Stated problem: Collect every line in the items below that contains the string "face", and reproduce each matching line in full.
## START
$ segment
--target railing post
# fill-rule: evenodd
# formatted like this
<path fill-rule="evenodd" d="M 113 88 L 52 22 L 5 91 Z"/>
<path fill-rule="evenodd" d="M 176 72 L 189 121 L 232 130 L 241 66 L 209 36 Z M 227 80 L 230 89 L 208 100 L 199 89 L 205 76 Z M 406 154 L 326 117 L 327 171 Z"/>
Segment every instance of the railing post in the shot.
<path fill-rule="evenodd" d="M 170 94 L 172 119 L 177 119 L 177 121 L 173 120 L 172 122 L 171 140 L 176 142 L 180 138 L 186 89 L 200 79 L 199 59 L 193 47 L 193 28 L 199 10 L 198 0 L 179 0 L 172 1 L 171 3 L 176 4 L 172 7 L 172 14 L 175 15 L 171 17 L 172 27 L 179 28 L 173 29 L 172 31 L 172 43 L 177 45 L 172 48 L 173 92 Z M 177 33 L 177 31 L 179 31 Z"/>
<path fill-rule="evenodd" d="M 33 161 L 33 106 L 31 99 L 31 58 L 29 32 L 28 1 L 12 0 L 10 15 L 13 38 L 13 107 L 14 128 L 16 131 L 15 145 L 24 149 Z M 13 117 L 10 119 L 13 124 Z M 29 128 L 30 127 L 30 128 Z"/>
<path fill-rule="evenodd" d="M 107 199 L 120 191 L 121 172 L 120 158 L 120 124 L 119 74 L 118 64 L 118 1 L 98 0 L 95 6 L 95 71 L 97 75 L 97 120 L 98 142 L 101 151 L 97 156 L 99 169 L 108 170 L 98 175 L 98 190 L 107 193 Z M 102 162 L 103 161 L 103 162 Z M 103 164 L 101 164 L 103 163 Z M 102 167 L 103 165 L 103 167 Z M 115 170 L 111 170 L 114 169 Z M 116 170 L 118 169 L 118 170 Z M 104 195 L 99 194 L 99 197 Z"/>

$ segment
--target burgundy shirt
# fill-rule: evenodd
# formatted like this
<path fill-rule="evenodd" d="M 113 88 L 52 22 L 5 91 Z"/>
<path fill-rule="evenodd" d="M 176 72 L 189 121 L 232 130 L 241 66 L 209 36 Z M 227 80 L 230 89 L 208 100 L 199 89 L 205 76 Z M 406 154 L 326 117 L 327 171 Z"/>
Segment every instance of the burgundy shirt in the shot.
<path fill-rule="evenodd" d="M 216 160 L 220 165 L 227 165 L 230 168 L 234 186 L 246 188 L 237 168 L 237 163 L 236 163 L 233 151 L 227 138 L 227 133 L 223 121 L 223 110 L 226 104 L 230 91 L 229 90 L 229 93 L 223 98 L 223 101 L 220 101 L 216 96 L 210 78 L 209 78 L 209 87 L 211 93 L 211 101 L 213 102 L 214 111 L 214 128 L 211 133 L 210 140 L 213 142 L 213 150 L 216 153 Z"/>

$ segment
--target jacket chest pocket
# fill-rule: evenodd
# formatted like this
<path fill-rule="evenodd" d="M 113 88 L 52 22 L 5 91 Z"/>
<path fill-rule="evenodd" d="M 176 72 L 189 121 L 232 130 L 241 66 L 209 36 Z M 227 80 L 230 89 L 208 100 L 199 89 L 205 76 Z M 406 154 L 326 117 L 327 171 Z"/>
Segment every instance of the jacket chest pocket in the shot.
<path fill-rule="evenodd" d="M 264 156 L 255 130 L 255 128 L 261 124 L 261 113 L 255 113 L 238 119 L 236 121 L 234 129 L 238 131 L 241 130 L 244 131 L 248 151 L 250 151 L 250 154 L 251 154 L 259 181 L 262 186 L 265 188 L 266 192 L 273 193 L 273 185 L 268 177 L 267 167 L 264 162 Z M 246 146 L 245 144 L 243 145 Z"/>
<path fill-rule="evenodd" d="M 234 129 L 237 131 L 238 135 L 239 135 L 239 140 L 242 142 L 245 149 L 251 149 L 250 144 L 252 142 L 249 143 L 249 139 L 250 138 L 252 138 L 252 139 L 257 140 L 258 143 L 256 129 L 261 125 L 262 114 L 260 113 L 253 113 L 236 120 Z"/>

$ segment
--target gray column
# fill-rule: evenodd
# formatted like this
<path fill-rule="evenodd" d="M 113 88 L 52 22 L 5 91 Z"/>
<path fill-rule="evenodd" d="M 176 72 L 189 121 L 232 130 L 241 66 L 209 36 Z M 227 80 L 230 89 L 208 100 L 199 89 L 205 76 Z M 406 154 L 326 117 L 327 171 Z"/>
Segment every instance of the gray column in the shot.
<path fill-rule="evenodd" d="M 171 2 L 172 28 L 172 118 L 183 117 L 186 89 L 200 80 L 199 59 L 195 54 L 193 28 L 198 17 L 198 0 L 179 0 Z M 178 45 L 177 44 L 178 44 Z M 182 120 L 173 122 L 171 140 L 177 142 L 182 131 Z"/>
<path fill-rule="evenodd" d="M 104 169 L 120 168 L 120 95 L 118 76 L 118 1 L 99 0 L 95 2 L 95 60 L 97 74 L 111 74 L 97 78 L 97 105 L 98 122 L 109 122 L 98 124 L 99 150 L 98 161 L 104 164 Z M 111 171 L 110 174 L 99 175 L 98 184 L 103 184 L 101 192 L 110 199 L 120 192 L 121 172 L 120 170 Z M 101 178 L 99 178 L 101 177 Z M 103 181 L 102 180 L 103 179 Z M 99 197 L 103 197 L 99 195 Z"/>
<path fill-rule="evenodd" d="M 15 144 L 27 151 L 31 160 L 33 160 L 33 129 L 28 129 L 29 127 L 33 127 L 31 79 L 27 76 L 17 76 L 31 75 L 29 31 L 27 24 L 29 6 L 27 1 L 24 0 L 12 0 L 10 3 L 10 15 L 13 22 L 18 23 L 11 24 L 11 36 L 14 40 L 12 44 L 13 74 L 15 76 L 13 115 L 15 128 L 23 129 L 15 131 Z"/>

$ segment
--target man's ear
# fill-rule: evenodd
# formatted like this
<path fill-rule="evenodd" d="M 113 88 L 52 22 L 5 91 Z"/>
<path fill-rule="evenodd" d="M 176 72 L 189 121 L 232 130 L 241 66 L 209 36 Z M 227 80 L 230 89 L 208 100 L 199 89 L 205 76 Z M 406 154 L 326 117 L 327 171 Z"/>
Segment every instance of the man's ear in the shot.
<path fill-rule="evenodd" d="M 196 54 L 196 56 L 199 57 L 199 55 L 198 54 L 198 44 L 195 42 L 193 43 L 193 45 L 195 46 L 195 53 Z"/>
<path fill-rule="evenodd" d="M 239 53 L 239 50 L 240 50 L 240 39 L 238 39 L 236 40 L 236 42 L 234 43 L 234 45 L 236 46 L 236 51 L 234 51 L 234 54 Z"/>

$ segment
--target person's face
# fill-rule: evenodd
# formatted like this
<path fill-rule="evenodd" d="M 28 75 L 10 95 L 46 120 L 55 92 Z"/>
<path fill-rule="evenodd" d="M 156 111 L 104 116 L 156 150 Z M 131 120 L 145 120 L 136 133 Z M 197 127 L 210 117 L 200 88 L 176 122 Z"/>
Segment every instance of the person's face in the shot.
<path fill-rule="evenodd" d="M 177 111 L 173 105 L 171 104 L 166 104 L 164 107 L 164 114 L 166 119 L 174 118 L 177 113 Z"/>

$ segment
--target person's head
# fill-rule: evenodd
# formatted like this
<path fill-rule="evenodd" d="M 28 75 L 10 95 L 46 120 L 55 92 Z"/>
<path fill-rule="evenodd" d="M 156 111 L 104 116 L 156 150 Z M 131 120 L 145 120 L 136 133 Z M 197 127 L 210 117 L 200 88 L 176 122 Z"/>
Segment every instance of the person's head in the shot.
## END
Response:
--target person's face
Segment every instance of the person's face in the shot.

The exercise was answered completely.